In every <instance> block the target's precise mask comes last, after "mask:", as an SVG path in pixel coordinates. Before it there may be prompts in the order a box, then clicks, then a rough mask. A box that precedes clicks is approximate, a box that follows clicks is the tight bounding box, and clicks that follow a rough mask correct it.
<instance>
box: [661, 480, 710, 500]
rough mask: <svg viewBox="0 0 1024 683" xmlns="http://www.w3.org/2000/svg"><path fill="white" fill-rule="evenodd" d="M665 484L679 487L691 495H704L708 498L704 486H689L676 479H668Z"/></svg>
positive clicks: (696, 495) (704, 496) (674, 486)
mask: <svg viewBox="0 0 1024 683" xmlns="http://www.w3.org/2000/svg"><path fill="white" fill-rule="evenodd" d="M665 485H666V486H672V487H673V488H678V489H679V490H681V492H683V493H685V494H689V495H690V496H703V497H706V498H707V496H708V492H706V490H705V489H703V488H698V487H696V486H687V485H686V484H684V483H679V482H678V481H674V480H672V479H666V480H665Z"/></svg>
-=-=-
* **Assignment**:
Only the lines above that include the word "rough" belong in the answer; copy each one.

* **Answer**:
In every <instance> block the target's precise mask comes last, after "mask:", as an SVG path in pixel coordinates. Before it there may be prompts in the order a box, then clicks, then a rough mask. A box that precedes clicks is approximate, a box that follows clicks is the tight bounding box, and clicks that follow a rough mask correct it.
rough mask: <svg viewBox="0 0 1024 683" xmlns="http://www.w3.org/2000/svg"><path fill="white" fill-rule="evenodd" d="M665 484L679 487L691 495H704L708 498L704 486H689L676 479H668Z"/></svg>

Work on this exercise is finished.